--- Listed records Enclosed Below ---

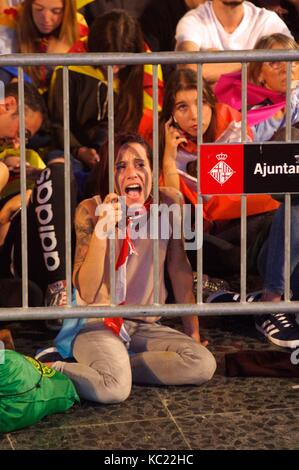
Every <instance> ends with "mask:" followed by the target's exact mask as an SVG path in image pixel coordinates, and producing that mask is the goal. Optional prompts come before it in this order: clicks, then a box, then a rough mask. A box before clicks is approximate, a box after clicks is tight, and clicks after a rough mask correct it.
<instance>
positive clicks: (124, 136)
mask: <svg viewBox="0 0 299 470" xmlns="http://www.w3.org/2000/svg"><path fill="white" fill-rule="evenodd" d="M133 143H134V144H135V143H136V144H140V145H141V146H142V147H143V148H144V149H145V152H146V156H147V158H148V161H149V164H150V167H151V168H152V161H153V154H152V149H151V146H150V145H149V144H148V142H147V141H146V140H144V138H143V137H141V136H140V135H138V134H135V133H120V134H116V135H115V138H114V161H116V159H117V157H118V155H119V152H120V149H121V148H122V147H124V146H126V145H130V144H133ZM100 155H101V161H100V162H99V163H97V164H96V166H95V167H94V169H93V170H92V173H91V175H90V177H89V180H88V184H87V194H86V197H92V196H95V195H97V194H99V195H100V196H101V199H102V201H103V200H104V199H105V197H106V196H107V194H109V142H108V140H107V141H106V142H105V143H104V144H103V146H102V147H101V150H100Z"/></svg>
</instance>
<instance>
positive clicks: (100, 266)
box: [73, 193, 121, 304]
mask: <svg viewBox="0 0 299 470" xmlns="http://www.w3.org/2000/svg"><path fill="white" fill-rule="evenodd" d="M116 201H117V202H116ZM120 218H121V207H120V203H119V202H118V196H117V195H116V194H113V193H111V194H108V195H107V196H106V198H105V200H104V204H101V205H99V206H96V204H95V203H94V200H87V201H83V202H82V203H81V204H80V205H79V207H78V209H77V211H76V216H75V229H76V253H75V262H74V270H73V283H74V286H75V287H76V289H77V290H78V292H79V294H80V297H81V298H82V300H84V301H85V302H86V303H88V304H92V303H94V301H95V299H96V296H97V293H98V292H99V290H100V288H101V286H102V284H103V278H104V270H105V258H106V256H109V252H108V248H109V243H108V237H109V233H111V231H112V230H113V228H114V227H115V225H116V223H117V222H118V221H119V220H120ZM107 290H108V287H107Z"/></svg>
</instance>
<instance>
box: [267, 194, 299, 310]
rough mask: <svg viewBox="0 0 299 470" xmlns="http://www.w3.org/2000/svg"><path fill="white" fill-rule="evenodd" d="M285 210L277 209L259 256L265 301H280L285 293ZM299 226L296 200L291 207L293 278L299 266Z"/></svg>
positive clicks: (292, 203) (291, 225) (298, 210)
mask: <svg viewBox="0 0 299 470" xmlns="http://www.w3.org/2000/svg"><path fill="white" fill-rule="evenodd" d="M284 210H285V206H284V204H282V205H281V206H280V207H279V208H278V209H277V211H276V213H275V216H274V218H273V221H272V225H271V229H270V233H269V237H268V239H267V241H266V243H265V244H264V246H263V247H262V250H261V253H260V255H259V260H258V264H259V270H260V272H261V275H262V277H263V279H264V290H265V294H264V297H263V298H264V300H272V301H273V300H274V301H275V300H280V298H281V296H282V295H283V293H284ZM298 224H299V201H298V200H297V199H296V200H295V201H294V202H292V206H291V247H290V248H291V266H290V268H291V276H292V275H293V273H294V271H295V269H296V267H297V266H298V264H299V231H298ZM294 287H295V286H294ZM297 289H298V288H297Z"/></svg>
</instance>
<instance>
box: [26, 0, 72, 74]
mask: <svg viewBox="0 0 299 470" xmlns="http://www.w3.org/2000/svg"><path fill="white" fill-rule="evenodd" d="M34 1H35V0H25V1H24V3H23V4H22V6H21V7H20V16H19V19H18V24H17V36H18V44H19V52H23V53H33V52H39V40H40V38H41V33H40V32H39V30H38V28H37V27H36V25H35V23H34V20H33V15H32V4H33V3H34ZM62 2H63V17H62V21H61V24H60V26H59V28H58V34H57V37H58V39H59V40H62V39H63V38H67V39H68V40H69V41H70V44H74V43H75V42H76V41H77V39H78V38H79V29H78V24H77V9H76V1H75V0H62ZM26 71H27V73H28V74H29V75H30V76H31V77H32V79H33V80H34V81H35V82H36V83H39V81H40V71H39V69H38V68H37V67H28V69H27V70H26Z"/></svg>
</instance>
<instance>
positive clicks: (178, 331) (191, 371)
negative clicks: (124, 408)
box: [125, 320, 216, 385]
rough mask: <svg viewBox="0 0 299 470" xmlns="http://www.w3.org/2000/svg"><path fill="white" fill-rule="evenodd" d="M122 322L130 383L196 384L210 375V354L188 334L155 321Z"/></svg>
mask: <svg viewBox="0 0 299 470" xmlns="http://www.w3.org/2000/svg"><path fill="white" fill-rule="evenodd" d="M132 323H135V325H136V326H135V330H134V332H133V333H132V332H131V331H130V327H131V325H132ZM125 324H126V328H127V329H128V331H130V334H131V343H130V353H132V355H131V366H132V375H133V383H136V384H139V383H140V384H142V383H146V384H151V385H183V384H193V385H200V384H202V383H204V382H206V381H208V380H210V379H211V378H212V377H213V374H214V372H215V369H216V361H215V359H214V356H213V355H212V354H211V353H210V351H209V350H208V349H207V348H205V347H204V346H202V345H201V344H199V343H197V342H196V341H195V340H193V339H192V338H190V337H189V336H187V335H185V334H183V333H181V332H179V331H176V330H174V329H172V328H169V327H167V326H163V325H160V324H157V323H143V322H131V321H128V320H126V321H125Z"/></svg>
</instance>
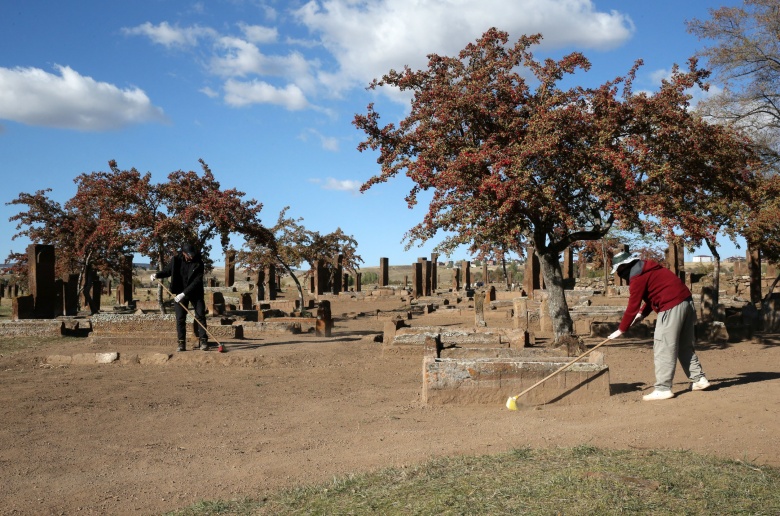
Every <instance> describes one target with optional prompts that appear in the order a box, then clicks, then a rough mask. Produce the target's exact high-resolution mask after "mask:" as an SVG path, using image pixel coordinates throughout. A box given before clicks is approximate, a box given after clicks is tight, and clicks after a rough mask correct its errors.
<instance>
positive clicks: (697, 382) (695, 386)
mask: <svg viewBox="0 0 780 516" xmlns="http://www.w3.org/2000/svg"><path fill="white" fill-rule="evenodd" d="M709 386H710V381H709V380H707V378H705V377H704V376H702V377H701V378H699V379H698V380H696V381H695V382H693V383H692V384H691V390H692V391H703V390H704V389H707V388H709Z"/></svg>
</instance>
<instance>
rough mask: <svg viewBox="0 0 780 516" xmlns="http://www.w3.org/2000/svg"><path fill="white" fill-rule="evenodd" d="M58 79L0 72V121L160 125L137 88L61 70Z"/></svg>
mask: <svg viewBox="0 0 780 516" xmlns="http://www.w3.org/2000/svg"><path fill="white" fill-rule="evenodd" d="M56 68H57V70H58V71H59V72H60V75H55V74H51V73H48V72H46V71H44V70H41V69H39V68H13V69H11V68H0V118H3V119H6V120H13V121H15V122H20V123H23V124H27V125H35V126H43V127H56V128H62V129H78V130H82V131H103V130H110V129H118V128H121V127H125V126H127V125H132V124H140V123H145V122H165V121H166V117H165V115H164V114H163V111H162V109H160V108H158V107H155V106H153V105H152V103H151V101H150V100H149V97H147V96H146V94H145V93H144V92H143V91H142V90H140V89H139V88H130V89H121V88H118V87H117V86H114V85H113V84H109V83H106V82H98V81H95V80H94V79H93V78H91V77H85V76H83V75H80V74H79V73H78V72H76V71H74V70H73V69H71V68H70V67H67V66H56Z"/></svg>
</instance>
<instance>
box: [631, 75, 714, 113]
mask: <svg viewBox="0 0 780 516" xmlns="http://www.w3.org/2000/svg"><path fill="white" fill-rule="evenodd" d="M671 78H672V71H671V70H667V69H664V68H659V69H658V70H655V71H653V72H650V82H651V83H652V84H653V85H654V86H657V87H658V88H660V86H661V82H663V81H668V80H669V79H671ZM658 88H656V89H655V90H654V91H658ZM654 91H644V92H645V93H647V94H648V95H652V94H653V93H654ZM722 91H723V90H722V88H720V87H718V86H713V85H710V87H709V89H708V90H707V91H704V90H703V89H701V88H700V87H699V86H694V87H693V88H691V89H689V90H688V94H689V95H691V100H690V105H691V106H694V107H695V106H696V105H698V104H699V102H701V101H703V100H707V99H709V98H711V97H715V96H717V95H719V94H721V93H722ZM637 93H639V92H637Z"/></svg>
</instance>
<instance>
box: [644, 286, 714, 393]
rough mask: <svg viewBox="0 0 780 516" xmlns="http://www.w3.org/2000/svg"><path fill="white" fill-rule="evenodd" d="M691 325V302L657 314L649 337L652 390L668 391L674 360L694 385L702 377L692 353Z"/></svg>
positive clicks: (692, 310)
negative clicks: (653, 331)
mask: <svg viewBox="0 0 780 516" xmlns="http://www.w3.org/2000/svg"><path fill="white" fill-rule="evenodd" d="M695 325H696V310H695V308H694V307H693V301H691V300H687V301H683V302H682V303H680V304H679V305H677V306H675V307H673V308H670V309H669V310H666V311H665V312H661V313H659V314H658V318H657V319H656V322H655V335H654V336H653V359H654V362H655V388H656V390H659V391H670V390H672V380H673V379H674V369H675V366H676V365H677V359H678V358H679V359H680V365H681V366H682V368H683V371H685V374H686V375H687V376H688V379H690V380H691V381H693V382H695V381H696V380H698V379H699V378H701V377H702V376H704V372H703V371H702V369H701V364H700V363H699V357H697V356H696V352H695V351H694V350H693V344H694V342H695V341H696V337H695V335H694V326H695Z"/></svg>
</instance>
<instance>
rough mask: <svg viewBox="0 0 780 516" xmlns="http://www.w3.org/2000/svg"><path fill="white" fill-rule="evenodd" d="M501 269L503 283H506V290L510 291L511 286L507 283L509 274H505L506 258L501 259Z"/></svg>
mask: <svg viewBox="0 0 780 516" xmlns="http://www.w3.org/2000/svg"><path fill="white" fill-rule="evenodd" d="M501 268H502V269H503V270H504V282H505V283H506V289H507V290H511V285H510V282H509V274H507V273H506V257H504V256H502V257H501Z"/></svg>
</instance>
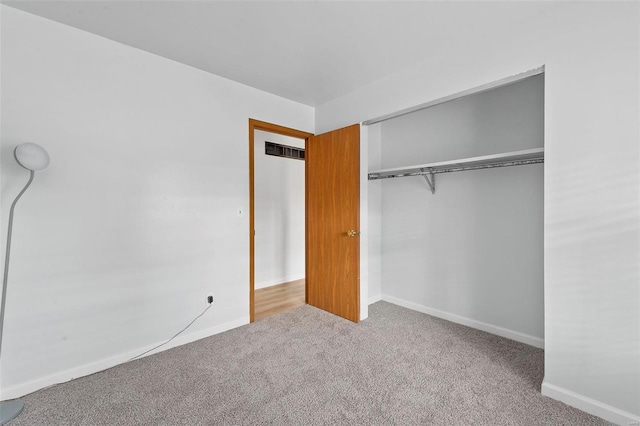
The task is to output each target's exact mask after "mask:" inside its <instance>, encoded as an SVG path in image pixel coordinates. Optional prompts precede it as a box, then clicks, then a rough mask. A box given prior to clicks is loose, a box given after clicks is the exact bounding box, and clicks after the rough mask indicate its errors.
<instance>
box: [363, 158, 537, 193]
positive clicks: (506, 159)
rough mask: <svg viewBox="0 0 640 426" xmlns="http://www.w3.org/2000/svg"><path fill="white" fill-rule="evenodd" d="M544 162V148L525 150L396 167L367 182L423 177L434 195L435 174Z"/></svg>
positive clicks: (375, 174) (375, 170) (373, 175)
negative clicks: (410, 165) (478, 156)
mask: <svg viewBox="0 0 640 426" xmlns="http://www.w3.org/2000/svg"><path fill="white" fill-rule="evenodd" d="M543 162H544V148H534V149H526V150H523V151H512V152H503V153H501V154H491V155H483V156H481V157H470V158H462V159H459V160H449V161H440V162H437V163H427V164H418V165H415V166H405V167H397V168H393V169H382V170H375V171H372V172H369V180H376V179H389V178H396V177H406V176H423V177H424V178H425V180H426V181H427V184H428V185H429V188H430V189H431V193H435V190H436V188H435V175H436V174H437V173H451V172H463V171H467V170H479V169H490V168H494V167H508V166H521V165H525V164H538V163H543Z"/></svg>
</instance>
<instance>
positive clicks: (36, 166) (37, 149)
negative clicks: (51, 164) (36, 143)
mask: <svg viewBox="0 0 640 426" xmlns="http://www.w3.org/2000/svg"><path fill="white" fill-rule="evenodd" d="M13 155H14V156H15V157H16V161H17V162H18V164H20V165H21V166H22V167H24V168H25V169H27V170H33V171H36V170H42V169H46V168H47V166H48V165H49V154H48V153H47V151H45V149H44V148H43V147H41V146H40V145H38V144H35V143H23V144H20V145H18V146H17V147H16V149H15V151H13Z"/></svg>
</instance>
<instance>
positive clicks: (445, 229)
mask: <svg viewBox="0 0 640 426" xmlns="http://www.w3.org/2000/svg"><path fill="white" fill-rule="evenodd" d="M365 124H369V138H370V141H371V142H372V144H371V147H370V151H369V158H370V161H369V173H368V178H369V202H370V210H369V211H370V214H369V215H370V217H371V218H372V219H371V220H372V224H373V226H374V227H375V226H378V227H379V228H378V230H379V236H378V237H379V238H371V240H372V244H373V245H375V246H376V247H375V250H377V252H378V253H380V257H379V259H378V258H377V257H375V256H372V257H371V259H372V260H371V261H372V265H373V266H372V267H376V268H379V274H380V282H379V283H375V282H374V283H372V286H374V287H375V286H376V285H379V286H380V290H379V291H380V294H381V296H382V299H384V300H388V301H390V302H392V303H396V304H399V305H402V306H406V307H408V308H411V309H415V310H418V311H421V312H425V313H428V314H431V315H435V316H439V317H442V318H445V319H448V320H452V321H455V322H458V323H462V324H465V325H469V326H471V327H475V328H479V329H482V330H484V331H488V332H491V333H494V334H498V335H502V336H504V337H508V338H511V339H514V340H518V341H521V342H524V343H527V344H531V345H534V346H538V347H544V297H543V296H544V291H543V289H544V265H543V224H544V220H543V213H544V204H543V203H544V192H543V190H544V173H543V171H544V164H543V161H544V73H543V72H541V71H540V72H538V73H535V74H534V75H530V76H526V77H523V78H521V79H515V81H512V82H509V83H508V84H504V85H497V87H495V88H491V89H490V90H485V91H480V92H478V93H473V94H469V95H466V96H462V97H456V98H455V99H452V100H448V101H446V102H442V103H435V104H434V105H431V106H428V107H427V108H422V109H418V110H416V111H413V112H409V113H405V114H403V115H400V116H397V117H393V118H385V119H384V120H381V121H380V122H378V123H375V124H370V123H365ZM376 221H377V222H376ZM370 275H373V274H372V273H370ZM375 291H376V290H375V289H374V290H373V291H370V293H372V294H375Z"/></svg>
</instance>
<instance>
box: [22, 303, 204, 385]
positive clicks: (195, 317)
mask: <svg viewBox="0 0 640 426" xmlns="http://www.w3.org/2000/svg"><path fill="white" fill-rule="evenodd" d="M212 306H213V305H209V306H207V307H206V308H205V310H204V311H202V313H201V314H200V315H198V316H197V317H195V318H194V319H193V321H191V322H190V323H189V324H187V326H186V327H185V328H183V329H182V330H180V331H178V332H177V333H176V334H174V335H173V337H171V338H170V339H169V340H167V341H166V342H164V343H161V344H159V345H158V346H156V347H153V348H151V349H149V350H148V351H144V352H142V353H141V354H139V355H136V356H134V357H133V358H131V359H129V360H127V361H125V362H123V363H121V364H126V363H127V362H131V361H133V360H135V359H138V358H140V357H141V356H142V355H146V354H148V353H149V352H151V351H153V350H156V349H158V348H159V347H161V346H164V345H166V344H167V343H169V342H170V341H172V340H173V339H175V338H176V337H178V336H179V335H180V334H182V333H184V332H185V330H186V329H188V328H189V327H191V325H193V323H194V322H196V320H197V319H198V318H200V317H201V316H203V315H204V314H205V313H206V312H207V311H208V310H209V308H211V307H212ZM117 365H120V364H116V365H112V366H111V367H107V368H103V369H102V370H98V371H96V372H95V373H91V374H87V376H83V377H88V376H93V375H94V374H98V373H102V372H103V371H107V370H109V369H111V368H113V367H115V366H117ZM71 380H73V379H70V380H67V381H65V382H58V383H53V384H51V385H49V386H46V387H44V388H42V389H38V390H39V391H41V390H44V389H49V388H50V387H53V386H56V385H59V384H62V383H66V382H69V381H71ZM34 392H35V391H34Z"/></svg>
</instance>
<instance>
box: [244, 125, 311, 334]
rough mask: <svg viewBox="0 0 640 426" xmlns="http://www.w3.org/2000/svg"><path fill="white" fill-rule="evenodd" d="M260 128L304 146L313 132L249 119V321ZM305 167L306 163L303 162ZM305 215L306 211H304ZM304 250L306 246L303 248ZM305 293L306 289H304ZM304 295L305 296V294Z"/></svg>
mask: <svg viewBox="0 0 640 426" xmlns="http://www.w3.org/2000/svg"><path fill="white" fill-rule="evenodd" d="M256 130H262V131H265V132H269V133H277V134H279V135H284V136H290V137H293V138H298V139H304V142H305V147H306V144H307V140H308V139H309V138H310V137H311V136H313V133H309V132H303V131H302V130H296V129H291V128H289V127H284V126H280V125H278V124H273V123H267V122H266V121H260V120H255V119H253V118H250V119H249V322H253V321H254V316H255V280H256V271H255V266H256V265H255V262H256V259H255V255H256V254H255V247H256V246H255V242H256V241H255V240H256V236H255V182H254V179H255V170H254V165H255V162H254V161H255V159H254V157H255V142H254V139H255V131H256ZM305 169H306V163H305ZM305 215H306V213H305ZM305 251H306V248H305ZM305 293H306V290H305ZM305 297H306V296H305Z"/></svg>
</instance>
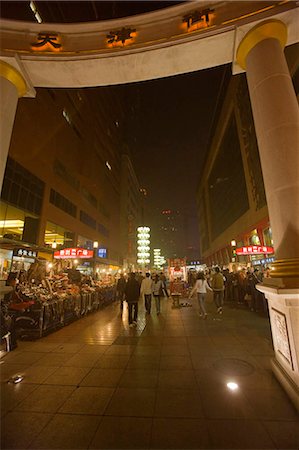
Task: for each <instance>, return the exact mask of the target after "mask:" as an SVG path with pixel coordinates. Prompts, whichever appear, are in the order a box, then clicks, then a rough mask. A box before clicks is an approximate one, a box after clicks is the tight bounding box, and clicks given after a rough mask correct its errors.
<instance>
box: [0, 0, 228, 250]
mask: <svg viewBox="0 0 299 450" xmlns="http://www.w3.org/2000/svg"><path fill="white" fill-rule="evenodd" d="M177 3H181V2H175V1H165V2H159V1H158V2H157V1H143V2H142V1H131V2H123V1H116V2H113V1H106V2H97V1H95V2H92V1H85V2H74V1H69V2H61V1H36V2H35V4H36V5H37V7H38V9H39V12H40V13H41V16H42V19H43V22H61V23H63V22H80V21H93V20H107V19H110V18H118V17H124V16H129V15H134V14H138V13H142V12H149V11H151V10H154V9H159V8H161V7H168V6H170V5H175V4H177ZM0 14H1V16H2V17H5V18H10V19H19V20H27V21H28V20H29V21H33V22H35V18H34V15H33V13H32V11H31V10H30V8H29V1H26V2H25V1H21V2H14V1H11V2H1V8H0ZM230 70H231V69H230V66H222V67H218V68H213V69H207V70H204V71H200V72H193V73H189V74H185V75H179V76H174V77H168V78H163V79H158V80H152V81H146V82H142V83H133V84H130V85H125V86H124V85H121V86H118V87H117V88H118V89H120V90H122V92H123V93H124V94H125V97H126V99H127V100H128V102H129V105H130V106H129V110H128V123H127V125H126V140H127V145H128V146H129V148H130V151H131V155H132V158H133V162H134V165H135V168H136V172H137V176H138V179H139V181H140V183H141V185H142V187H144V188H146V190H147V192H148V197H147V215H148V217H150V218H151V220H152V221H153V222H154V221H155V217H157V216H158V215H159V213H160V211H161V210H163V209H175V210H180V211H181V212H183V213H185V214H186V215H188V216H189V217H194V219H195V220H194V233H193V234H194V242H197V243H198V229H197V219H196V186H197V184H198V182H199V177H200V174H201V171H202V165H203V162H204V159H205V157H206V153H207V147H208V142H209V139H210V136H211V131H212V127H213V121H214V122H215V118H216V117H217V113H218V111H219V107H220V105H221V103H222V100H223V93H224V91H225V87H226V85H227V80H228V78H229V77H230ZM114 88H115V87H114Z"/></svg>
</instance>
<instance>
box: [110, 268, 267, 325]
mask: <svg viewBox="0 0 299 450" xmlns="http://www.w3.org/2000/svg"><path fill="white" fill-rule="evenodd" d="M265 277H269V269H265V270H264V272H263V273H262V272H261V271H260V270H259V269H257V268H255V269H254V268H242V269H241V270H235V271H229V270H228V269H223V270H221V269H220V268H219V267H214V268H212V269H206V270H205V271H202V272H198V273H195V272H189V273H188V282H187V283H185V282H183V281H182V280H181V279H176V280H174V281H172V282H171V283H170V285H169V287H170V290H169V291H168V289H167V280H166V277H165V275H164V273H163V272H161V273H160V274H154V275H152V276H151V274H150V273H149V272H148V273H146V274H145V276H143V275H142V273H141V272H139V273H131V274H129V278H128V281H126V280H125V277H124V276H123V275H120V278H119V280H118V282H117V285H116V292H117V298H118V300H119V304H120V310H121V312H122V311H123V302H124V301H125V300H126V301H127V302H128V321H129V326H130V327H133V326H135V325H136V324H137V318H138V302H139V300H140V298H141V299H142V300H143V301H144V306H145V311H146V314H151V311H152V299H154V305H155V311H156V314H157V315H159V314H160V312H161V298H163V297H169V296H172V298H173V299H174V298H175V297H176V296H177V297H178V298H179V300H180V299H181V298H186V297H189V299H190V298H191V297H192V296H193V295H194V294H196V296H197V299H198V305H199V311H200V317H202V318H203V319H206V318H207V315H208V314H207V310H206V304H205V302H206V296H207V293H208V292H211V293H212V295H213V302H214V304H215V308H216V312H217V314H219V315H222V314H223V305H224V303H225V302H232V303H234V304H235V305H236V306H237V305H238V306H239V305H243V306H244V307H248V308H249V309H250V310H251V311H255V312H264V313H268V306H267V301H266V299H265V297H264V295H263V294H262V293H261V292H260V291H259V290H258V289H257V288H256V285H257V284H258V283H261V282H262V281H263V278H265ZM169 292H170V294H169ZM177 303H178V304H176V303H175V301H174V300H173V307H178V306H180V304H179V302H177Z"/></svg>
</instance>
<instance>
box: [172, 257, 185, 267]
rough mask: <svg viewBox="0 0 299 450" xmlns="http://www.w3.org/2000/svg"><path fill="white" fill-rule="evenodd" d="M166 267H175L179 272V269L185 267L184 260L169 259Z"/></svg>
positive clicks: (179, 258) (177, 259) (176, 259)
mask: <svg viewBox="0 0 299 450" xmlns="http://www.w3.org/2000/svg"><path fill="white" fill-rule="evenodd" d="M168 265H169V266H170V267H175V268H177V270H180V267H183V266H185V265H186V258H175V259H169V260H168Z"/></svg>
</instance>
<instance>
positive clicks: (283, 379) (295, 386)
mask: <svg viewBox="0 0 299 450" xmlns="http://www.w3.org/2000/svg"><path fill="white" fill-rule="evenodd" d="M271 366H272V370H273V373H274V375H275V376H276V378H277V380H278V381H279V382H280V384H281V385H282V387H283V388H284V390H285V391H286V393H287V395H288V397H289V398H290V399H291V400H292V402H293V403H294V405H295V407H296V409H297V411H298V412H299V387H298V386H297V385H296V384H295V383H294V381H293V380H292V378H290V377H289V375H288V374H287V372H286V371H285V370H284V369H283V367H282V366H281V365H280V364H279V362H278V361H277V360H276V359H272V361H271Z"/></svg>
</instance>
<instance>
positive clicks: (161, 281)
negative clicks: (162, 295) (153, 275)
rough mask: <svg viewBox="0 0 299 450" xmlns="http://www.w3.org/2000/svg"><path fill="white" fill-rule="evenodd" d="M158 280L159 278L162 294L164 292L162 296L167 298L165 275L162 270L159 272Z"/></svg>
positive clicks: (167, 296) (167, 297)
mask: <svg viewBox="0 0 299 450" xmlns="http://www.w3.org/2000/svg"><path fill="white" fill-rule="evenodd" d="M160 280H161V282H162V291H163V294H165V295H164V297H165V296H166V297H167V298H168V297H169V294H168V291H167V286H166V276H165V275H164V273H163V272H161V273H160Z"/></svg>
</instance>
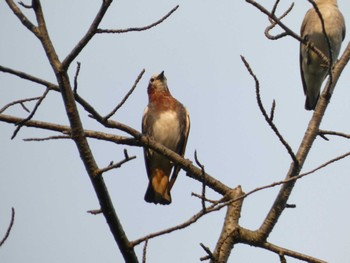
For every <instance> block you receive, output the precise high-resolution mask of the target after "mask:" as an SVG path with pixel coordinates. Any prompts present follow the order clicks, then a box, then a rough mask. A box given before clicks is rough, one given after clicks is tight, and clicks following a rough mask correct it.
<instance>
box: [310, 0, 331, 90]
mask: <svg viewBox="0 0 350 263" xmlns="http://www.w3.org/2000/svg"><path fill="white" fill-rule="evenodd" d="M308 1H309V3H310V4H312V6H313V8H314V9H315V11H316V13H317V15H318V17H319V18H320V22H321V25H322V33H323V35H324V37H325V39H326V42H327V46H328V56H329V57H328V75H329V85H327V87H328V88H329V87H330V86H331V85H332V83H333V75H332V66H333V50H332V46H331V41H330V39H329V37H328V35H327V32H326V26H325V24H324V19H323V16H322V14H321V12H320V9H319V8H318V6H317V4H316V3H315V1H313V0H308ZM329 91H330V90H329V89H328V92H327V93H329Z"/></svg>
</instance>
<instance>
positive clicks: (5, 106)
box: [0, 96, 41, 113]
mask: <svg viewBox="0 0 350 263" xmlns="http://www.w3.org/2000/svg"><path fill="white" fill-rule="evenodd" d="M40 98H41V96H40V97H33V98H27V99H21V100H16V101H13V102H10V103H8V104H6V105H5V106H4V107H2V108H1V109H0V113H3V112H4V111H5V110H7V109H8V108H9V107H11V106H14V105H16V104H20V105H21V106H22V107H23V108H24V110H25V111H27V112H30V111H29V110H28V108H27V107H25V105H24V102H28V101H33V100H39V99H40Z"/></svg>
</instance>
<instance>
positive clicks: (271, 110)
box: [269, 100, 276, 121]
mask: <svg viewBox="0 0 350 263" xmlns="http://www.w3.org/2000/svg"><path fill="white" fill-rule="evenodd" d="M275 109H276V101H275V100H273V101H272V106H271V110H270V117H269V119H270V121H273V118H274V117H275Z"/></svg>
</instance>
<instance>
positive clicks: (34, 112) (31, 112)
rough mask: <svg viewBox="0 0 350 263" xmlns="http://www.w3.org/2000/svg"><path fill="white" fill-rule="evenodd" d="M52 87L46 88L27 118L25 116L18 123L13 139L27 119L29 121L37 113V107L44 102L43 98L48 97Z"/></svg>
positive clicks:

--- End of Enclosed Listed records ---

§ **What this task involves**:
Only the span from the line with "positive clicks: (271, 110)" through the final line of the records goes in the output, each line unchanged.

§ **Response area**:
positive clicks: (271, 110)
box: [269, 100, 276, 121]
mask: <svg viewBox="0 0 350 263" xmlns="http://www.w3.org/2000/svg"><path fill="white" fill-rule="evenodd" d="M275 109H276V101H275V100H273V101H272V106H271V110H270V117H269V119H270V121H273V118H274V117H275Z"/></svg>
</instance>
<instance>
positive clicks: (34, 112) (31, 112)
rough mask: <svg viewBox="0 0 350 263" xmlns="http://www.w3.org/2000/svg"><path fill="white" fill-rule="evenodd" d="M52 87L46 88L27 118L25 116L18 123L13 139L27 119L29 121L37 113V107L44 102L43 98L48 97Z"/></svg>
positive clicks:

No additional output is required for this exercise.